-- Excerpt to read --
::::::::::

# RACINE POWER HACKSAW - $575 (huntington beach, CA)



## MrWhoopee (Oct 21, 2020)

RACINE POWER HACKSAW - tools - by owner - sale
					

RACINE POWER HACKSAW..BELONGED TO LOS ANGELES SCHOOL DISTRICT..i PICKED IT UP AT AN AUCTION RECENTLY BUT GETTING IT HOME I RELIZED IT WAS 3 PHASE AND CANT USE IT..IT APPEARS COMPLETE EXCEPT FOR THE...



					orangecounty.craigslist.org


----------



## projectnut (Oct 22, 2020)

This is an almost exact duplicate of my Racine 66W2 machine.  They are excellent saws, but one drawback is commercial parts availability.  They are simple enough that almost any part can be fabricated, if an example is available to copy.  On the other hand if parts are missing they could be difficult to find or fabricate.

If anyone is interested I would suggest making an offer considerably lower than the seller is asking.  I purchased mine in working order (needed a good cleaning) with all the parts, accessories, and a few blades included for about 1/3 the asking price of this machine.  Mine was wired for 440 3 phase so I had to change out the heaters and starter coils for 220 volt ones.  I also had to add a static converter.  The additional cost for Allen Bradley heaters, coils, and a converter was less than $100.00


----------



## Papa Charlie (Oct 22, 2020)

projectnut said:


> This is an almost exact duplicate of my Racine 66W2 machine.  They are excellent saws, but one drawback is commercial parts availability.  They are simple enough that almost any part can be fabricated, if an example is available to copy.  On the other hand if parts are missing they could be difficult to find or fabricate.
> 
> If anyone is interested I would suggest making an offer considerably lower than the seller is asking.  I purchased mine in working order (needed a good cleaning) with all the parts, accessories, and a few blades included for about 1/3 the asking price of this machine.  Mine was wired for 440 3 phase so I had to change out the heaters and starter coils for 220 volt ones.  I also had to add a static converter.  The additional cost for Allen Bradley heaters, coils, and a converter was less than $100.00



The price you paid and the price this seller is asking, sadly is the reality of pricing difference from the East and West. I never ceases to amaze me how much people ask for tools, for that matter anything here on the West Coast. They love to use the term "Vintage" or "Collectable" to justify their asking price.

::::::::::

-- Written problem A --
Count the lines of the records that contain the word "clock". Reply with the number alone.
The records have no connection to the hacksaw thread.

::::::::::

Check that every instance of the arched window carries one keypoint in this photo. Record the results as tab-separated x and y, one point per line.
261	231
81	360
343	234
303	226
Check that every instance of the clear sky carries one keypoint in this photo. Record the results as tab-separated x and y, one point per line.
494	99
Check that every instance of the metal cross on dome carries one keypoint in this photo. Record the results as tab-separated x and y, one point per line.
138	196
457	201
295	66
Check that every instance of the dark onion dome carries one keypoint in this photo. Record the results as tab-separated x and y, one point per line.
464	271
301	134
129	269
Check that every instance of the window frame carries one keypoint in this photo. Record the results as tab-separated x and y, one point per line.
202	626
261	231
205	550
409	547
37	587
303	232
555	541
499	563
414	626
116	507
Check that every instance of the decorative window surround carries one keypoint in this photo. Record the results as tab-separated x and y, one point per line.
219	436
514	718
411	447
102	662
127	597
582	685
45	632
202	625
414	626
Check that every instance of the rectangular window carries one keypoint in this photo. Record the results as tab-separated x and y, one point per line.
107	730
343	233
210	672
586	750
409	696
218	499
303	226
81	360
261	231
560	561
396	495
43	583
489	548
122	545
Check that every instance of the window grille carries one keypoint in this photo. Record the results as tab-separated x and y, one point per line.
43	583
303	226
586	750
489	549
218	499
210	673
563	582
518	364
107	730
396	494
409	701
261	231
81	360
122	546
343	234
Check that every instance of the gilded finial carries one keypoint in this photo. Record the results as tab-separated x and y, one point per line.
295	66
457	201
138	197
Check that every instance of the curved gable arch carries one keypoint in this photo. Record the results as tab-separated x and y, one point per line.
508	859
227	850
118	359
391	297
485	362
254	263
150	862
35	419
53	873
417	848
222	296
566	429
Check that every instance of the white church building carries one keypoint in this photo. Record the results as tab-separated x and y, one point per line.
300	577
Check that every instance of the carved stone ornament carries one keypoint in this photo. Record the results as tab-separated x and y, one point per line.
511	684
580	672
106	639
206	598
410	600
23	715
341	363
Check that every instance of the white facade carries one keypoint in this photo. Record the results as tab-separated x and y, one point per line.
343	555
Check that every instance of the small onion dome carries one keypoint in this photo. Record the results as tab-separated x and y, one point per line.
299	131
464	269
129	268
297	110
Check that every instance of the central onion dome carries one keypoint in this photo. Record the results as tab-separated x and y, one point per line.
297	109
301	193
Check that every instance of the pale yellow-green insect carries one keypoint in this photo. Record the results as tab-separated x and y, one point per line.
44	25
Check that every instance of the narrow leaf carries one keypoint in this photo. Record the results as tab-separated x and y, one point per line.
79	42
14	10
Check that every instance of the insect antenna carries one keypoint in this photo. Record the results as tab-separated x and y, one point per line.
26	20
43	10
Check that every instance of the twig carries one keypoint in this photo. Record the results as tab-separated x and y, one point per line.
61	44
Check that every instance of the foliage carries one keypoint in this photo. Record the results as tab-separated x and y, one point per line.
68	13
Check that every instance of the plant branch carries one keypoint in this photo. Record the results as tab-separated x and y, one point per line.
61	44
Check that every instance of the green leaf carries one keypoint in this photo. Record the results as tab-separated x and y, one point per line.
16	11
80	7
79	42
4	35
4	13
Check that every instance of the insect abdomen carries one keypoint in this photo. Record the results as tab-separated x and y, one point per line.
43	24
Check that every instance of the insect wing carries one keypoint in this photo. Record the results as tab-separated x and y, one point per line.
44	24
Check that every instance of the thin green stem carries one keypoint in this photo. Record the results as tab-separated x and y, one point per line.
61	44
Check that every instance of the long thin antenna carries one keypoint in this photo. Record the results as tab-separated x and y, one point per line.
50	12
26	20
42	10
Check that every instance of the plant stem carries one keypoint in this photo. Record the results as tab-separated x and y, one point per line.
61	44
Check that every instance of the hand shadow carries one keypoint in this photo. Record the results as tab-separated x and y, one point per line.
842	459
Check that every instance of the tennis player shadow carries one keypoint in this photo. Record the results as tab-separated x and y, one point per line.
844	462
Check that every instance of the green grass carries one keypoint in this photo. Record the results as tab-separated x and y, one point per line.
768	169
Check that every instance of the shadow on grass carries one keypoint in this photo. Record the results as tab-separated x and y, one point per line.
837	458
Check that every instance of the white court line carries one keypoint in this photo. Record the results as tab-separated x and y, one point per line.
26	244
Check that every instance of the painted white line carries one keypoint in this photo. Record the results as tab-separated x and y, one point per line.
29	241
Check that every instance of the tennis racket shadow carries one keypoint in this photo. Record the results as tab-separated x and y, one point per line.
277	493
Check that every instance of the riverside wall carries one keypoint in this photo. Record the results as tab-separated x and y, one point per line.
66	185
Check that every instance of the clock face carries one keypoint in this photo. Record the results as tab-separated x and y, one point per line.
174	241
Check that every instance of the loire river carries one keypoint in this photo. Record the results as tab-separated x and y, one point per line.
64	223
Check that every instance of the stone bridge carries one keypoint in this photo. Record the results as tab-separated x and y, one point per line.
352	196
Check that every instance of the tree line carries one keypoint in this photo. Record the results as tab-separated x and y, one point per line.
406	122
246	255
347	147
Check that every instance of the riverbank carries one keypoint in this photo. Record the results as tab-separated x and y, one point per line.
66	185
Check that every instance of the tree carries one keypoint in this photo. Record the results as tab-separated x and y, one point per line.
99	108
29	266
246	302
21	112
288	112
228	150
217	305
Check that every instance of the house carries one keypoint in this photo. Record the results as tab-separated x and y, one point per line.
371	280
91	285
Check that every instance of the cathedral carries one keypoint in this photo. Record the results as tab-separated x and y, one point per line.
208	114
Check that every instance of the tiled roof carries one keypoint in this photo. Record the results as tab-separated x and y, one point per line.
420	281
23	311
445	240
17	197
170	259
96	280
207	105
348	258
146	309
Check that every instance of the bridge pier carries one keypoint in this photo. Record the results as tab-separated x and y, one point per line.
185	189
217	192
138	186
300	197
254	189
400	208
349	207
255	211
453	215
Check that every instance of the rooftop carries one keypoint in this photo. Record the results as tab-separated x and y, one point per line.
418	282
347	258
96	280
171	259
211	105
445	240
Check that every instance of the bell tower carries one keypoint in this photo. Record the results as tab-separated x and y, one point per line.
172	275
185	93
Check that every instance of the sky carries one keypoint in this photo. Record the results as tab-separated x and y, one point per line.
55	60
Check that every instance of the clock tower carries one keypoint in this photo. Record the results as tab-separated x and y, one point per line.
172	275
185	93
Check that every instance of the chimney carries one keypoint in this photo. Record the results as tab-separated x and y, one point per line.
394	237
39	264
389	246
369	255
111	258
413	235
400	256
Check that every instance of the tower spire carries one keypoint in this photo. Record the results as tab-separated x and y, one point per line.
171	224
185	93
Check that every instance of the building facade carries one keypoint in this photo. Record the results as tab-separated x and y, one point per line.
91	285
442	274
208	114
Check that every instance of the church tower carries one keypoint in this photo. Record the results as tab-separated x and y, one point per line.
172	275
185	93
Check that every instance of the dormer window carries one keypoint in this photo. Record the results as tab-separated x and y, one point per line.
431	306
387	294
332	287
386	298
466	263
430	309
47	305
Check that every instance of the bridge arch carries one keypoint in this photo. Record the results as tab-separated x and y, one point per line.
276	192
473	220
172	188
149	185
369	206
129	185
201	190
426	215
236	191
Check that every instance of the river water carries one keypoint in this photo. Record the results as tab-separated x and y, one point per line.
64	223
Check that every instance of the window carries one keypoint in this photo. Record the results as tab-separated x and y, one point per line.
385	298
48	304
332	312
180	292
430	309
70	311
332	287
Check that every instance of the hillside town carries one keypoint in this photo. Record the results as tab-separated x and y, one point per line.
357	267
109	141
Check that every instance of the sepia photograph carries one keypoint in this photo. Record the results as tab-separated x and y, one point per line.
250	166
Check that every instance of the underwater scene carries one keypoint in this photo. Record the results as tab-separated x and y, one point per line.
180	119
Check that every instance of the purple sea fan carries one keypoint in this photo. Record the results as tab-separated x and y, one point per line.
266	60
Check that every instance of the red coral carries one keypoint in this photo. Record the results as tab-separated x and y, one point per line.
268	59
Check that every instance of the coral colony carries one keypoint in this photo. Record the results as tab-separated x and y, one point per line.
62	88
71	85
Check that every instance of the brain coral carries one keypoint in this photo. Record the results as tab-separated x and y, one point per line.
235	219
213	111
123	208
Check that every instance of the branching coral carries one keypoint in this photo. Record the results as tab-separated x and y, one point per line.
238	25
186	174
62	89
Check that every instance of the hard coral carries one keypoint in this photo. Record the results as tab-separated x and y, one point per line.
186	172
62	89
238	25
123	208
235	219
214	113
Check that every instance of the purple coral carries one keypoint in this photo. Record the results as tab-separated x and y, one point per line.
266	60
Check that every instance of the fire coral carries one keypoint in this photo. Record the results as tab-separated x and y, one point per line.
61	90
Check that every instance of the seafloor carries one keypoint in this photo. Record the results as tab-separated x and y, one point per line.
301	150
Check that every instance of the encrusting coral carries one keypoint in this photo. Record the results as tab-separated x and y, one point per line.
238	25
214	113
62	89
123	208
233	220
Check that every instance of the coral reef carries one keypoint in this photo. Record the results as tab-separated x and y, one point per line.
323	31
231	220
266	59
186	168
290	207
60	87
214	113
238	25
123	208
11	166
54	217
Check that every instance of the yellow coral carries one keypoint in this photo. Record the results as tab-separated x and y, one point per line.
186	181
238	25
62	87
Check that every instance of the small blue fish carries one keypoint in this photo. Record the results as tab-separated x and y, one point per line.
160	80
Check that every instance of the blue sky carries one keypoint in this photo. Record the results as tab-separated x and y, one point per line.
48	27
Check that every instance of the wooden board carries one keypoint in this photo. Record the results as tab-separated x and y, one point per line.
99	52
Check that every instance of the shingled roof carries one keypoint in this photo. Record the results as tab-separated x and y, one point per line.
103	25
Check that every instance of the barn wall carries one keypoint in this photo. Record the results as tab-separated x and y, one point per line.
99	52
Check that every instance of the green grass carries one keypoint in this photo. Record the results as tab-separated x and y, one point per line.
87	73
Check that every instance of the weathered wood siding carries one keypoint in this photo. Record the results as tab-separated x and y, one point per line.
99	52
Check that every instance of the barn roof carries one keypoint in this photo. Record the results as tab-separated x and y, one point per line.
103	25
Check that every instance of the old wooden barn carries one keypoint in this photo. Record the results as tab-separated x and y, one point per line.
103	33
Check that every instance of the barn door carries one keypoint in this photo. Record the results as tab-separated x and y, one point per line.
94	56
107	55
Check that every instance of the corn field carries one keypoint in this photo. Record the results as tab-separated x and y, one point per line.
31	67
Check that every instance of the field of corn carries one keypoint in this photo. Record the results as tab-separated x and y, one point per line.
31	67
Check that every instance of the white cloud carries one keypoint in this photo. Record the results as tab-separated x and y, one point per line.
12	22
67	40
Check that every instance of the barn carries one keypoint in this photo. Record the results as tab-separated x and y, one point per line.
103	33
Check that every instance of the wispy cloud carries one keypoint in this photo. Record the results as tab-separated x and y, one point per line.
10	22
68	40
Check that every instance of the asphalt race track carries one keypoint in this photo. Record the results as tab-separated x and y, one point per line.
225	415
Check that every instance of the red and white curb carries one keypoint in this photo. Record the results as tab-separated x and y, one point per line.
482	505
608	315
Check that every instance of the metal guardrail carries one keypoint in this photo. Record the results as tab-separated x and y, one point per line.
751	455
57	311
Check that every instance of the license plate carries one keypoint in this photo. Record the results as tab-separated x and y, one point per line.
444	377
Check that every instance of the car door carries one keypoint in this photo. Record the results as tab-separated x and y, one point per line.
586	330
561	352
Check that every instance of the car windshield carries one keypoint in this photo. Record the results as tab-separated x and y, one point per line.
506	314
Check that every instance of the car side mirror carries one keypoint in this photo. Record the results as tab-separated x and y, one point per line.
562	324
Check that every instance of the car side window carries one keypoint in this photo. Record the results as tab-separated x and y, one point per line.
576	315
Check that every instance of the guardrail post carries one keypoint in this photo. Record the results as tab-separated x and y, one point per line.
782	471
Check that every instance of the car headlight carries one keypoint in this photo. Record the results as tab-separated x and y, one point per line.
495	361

::::::::::

-- Written problem B --
List the usernames of everyone who posted in the hacksaw thread.

-- Full solution A --
2

-- Full solution B --
MrWhoopee, projectnut, Papa Charlie